WHAT THE TASK REQUIRES>
Reproduce the material that follows exactly, with no line left out.

RECORDS TO USE>
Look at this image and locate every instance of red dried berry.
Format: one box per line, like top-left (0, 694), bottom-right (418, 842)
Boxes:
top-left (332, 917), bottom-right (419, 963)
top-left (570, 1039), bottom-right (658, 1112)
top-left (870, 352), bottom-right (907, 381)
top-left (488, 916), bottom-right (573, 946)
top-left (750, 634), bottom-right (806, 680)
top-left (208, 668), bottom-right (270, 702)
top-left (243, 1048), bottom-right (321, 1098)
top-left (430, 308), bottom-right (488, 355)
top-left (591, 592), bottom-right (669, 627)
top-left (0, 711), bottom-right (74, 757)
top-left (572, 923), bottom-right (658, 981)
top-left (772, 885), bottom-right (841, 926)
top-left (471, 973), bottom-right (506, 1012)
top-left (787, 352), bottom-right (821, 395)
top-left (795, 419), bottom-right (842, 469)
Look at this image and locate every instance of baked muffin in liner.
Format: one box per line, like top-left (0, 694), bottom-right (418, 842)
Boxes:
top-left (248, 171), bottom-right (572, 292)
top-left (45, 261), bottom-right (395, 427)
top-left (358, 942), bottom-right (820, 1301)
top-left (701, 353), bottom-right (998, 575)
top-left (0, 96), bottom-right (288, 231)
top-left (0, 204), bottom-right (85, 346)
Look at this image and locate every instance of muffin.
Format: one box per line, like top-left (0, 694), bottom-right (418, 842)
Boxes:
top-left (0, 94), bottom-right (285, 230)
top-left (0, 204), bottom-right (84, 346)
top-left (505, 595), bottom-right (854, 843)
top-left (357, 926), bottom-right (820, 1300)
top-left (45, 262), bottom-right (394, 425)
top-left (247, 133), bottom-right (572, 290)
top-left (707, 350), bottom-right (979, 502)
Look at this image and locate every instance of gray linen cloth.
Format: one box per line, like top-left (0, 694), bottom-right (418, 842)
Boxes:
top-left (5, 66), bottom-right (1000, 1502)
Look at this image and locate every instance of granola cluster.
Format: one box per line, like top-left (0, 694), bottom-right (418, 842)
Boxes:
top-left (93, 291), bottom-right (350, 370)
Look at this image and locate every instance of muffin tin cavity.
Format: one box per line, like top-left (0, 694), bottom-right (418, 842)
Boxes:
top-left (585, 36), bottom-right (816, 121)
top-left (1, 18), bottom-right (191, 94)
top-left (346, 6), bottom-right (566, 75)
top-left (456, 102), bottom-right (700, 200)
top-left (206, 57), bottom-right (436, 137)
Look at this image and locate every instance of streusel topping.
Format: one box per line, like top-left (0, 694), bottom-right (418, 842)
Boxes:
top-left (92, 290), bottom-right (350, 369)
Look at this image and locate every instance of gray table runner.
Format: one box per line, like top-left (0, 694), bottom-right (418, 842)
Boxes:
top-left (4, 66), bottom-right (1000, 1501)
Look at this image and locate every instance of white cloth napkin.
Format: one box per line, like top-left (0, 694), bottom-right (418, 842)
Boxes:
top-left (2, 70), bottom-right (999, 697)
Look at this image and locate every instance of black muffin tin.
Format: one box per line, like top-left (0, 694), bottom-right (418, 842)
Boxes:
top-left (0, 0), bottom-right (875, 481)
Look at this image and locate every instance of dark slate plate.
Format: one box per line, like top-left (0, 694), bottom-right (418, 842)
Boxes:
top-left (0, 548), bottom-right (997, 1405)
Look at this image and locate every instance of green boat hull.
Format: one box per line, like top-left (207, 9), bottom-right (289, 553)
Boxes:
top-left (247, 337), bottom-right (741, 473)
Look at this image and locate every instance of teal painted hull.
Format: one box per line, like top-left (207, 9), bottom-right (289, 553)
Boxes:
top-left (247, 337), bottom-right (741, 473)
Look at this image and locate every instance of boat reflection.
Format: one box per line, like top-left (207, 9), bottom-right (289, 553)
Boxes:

RESULT FOR THIS EXERCISE>
Look at this image and locate every instance of red dried berry.
Format: one box per line, like top-left (0, 694), bottom-right (418, 842)
Boxes:
top-left (332, 917), bottom-right (419, 963)
top-left (570, 1039), bottom-right (658, 1112)
top-left (870, 352), bottom-right (907, 381)
top-left (488, 916), bottom-right (573, 946)
top-left (750, 634), bottom-right (806, 680)
top-left (208, 668), bottom-right (270, 702)
top-left (243, 1048), bottom-right (321, 1098)
top-left (430, 308), bottom-right (488, 355)
top-left (591, 592), bottom-right (669, 627)
top-left (0, 711), bottom-right (74, 757)
top-left (572, 923), bottom-right (658, 981)
top-left (772, 885), bottom-right (841, 926)
top-left (471, 973), bottom-right (506, 1012)
top-left (787, 352), bottom-right (821, 395)
top-left (795, 419), bottom-right (842, 469)
Look at this image and locate every instance of baked muffin in liner.
Format: one box per line, like top-left (0, 694), bottom-right (418, 842)
Boxes:
top-left (248, 171), bottom-right (572, 292)
top-left (45, 261), bottom-right (395, 427)
top-left (358, 942), bottom-right (820, 1301)
top-left (701, 353), bottom-right (998, 575)
top-left (0, 96), bottom-right (288, 231)
top-left (0, 204), bottom-right (85, 346)
Look at this image and locate every instance of muffin.
Format: one box per line, like top-left (0, 694), bottom-right (418, 842)
Boxes:
top-left (0, 94), bottom-right (285, 230)
top-left (0, 204), bottom-right (84, 346)
top-left (505, 595), bottom-right (854, 843)
top-left (357, 926), bottom-right (820, 1300)
top-left (45, 262), bottom-right (394, 425)
top-left (247, 133), bottom-right (572, 290)
top-left (707, 350), bottom-right (979, 502)
Look at this image and locate every instance of gray linen cloth.
Format: one box per line, like top-left (0, 694), bottom-right (418, 842)
Boxes:
top-left (5, 66), bottom-right (1000, 1502)
Look at this image and locate every instance of granola cluster.
Format: one box per line, like top-left (0, 694), bottom-right (418, 842)
Boxes:
top-left (93, 291), bottom-right (350, 370)
Look at this image and locate every instance of muffin tin cavity.
Format: one box per line, like top-left (0, 694), bottom-right (418, 842)
Boxes:
top-left (585, 36), bottom-right (816, 121)
top-left (1, 18), bottom-right (191, 94)
top-left (346, 6), bottom-right (566, 75)
top-left (456, 102), bottom-right (700, 200)
top-left (206, 57), bottom-right (436, 137)
Look at this image and locate every instance of streusel topping.
Format: one box per line, like top-left (0, 694), bottom-right (418, 842)
Boxes:
top-left (92, 290), bottom-right (350, 369)
Look at this image and locate every instance of gray table runner.
Format: one box per line, like top-left (0, 694), bottom-right (418, 842)
Boxes:
top-left (4, 66), bottom-right (1000, 1501)
Look at this image and locate every instance of white cloth napkin.
Format: one box per line, like top-left (0, 694), bottom-right (418, 842)
Boxes:
top-left (2, 70), bottom-right (999, 697)
Look at this image and locate every instance of black muffin tin.
Format: one box per line, like top-left (0, 694), bottom-right (418, 842)
Boxes:
top-left (0, 0), bottom-right (875, 481)
Look at this image and locate every instance of dark slate plate.
Format: one box per line, like top-left (0, 694), bottom-right (418, 842)
Boxes:
top-left (0, 548), bottom-right (997, 1405)
Look at this image and locate every instance of green boat hull.
Format: one box per line, like top-left (207, 9), bottom-right (289, 553)
Boxes:
top-left (247, 337), bottom-right (741, 473)
Look at this image and locate every instance of teal painted hull.
Format: one box per line, like top-left (207, 9), bottom-right (289, 553)
Boxes:
top-left (247, 337), bottom-right (741, 473)
Look at this image and locate every instance of boat reflection.
Format: one box per line, like top-left (207, 9), bottom-right (289, 553)
Boxes:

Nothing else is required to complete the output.